• **Problem description**
Although the data below holds other lines too, output only those from the line with "dirt ground in this photo." up to and including the line with "soil in this photo.", exactly as they appear.

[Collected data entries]
● ● ● ●

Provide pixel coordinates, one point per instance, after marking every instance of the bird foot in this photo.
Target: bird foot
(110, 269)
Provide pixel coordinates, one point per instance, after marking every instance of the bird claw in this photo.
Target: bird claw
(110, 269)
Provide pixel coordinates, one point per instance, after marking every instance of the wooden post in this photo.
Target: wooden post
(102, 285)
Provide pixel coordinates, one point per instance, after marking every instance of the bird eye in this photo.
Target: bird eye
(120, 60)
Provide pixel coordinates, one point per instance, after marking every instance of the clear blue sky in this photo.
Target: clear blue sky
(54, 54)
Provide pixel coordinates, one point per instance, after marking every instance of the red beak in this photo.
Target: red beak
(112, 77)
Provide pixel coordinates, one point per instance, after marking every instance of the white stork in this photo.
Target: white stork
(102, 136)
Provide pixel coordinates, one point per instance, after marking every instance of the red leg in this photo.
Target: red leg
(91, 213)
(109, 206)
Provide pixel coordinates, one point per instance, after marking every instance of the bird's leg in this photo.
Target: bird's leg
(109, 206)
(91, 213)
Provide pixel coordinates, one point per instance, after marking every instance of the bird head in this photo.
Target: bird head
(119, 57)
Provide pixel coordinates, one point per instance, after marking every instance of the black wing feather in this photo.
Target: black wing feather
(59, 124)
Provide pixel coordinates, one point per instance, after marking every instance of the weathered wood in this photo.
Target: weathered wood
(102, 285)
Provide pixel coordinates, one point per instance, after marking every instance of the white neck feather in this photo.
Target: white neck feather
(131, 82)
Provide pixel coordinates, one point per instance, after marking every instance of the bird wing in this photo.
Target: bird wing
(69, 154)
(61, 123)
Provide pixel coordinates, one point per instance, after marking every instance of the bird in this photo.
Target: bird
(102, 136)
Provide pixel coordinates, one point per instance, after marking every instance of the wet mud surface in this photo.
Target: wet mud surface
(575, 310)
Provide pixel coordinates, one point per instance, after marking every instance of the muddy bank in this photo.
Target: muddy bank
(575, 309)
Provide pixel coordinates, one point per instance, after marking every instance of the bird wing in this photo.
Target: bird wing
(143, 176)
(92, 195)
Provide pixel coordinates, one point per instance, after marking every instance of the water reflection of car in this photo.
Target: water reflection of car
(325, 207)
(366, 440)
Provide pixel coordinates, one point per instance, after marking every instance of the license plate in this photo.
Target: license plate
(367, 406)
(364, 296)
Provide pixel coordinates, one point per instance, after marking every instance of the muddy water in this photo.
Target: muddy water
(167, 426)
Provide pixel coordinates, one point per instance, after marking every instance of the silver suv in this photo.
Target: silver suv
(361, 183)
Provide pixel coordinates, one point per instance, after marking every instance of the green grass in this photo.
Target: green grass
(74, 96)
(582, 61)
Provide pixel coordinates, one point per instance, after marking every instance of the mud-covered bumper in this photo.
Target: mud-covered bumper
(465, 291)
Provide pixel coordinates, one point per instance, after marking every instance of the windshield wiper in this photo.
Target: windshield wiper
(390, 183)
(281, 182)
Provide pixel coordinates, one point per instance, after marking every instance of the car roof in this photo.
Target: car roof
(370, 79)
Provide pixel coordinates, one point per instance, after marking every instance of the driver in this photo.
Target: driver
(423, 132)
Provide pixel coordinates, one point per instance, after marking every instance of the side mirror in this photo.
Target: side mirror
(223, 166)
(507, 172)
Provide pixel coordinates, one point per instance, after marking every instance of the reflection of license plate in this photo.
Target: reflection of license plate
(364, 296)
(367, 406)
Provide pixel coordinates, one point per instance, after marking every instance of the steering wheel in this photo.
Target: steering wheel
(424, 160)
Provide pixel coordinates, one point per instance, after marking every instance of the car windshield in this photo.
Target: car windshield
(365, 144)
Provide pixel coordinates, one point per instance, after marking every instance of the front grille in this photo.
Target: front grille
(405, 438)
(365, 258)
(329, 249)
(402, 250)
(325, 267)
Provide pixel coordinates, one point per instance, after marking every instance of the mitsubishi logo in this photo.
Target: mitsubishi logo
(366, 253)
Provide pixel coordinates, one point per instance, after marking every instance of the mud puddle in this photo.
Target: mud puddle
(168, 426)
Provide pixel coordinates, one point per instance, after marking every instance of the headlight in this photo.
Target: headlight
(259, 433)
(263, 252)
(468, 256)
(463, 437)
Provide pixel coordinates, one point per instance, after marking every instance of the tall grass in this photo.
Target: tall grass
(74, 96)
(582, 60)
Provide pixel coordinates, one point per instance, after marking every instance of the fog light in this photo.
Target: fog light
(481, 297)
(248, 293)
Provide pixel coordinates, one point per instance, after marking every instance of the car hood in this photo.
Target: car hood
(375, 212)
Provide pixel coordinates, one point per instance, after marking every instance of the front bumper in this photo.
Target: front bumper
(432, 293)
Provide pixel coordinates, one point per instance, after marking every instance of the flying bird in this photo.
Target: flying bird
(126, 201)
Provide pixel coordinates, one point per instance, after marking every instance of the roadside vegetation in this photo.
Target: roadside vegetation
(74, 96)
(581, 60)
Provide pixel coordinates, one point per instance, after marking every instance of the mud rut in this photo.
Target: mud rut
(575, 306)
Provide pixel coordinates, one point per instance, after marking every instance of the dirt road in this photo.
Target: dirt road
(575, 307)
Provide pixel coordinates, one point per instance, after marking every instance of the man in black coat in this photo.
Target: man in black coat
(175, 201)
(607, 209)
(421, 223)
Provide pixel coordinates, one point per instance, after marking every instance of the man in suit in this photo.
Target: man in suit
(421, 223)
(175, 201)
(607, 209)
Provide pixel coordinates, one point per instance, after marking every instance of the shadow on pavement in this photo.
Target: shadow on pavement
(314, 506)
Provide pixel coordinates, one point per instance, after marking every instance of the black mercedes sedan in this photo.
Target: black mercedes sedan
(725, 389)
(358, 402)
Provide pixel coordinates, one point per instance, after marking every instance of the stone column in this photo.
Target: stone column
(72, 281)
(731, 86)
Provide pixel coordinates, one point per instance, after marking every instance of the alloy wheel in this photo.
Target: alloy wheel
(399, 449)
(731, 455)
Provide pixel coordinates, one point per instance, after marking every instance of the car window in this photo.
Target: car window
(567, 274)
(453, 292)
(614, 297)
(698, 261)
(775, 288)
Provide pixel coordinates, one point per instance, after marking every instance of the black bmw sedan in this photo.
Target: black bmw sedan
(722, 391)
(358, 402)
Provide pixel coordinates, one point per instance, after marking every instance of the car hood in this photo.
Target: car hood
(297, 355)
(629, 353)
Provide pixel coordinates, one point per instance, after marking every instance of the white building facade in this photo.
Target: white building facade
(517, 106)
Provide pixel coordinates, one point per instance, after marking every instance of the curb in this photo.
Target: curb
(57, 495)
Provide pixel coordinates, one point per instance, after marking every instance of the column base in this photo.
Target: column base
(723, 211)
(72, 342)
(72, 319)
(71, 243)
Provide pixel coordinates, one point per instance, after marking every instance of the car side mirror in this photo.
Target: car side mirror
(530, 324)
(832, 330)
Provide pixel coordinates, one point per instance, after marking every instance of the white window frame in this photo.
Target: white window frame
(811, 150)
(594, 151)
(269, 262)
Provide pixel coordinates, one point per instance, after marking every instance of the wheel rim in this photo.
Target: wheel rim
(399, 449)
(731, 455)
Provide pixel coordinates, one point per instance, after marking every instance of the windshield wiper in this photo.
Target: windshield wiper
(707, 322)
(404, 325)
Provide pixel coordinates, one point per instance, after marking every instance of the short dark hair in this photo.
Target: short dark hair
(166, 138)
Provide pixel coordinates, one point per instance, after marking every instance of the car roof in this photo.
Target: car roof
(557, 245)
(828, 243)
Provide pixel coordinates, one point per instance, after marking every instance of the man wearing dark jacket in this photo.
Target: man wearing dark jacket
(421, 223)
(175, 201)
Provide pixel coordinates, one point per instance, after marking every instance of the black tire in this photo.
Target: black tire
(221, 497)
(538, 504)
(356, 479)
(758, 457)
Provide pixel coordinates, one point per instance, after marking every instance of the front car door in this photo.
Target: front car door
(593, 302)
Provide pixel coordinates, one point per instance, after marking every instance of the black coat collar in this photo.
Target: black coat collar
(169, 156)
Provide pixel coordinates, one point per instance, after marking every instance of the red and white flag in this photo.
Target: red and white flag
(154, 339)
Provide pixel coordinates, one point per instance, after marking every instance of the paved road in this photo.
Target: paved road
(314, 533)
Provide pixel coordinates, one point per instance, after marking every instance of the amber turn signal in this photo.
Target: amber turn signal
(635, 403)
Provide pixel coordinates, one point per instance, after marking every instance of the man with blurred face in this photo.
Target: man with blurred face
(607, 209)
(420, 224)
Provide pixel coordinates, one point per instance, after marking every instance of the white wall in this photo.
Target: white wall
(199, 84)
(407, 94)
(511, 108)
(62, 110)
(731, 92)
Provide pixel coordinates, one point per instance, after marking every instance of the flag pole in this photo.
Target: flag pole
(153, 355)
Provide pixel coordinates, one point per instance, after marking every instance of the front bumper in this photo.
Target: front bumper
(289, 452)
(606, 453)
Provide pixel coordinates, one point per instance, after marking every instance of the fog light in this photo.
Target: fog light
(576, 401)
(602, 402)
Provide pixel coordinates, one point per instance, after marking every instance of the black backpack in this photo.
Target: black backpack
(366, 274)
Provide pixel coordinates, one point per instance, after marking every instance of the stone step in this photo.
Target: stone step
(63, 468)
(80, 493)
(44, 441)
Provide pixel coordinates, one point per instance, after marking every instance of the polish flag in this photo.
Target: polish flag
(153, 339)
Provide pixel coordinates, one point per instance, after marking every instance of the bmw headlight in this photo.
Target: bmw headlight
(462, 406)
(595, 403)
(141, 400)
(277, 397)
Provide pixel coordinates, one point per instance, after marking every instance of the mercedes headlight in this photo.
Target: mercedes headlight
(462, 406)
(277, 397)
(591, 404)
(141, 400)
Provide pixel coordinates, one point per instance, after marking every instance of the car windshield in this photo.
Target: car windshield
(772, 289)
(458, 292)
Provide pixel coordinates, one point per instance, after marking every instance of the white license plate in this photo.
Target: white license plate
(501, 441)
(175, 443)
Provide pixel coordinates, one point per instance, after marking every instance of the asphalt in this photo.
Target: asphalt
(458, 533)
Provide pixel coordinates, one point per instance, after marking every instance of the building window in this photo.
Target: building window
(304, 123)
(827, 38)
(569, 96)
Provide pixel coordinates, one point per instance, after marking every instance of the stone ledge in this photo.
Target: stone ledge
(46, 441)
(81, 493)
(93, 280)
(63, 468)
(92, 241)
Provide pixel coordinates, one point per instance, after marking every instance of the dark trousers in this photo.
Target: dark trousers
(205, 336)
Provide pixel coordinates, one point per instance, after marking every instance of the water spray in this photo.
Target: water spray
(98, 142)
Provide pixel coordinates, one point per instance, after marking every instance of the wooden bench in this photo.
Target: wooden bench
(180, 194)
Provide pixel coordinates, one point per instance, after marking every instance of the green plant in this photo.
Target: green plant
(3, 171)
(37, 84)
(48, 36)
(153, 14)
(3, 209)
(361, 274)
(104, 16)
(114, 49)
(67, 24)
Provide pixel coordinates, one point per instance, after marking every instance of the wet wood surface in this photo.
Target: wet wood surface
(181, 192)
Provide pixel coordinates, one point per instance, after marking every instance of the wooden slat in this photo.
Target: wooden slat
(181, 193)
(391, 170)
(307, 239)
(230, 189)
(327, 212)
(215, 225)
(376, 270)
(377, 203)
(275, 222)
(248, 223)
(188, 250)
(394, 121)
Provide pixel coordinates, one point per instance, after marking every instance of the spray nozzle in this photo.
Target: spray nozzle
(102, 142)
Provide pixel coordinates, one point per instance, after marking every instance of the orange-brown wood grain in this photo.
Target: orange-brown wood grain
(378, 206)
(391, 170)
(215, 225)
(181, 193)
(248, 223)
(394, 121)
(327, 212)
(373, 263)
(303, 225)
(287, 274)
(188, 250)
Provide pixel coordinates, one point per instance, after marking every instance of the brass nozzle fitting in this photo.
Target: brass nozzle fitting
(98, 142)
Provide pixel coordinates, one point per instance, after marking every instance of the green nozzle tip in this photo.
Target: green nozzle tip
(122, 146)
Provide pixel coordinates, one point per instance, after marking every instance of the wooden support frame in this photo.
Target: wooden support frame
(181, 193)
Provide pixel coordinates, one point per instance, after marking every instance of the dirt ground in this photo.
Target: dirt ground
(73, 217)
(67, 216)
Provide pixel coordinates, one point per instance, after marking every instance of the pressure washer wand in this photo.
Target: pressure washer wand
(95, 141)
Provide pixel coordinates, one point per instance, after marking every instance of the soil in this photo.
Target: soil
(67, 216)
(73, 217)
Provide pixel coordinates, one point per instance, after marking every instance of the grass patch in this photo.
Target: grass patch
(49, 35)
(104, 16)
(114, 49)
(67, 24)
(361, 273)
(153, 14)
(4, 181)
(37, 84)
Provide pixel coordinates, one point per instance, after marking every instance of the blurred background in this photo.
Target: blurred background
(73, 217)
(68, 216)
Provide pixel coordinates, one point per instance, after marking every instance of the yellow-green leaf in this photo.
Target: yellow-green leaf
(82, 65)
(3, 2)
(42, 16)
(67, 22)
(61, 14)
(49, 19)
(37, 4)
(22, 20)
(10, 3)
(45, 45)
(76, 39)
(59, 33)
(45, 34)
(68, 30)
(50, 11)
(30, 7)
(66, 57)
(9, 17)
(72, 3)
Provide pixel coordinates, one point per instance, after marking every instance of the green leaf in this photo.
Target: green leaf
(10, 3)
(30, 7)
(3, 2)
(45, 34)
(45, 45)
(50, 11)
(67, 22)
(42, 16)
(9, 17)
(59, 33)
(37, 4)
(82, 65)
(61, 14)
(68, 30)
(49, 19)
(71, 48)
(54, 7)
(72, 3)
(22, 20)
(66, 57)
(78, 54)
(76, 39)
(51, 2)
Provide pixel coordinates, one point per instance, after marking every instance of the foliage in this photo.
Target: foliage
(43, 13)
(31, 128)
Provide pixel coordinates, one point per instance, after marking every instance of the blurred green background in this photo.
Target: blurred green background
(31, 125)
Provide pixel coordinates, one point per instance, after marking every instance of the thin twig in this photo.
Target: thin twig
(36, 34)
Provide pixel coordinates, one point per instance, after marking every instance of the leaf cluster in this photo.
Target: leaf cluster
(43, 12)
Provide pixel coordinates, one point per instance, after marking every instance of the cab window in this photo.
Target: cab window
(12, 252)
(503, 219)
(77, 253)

● ● ● ●

• **Response to this task**
Provide pixel coordinates, one point per instance, after marking every instance of the dirt ground in this photo.
Target: dirt ground
(73, 217)
(67, 216)
Provide pixel coordinates, one point per instance, after marking every instance of the pressure washer wand in this photo.
Target: pressure washer wand
(95, 141)
Provide pixel coordinates, one point per instance, after marking every instance of the soil in this photo.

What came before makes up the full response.